Content starts
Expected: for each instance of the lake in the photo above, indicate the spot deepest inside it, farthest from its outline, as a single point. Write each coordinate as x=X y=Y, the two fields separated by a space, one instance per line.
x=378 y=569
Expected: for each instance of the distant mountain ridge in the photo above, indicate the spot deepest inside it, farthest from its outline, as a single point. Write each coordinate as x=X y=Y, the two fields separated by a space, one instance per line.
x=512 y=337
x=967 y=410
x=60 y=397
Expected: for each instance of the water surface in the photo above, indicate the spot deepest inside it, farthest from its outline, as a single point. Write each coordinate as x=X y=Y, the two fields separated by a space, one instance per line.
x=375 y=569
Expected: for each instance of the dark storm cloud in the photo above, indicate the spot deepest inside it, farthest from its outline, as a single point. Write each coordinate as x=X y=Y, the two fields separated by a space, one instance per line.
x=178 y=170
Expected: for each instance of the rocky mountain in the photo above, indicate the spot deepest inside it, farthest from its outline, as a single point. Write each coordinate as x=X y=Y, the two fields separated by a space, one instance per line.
Content ends
Each line, starting with the one containing "Expected: for each instance of the dark" and ending with the last line of the records above, should be reproduced exactly.

Response for this exercise:
Expected: for each instance of the dark storm cloud in the photo above, indicate the spot deepest inside it, farthest from its outline, as a single point. Write each coordinate as x=X y=Y, the two fields separated by a space, one instance per line.
x=178 y=170
Expected: for each instance of the rocky mountain in the photo above, indicate the spot deepest inside it, farthest from its outline, as a single point. Write each coordinate as x=X y=Y, the two fields separated by a space, one instance per line.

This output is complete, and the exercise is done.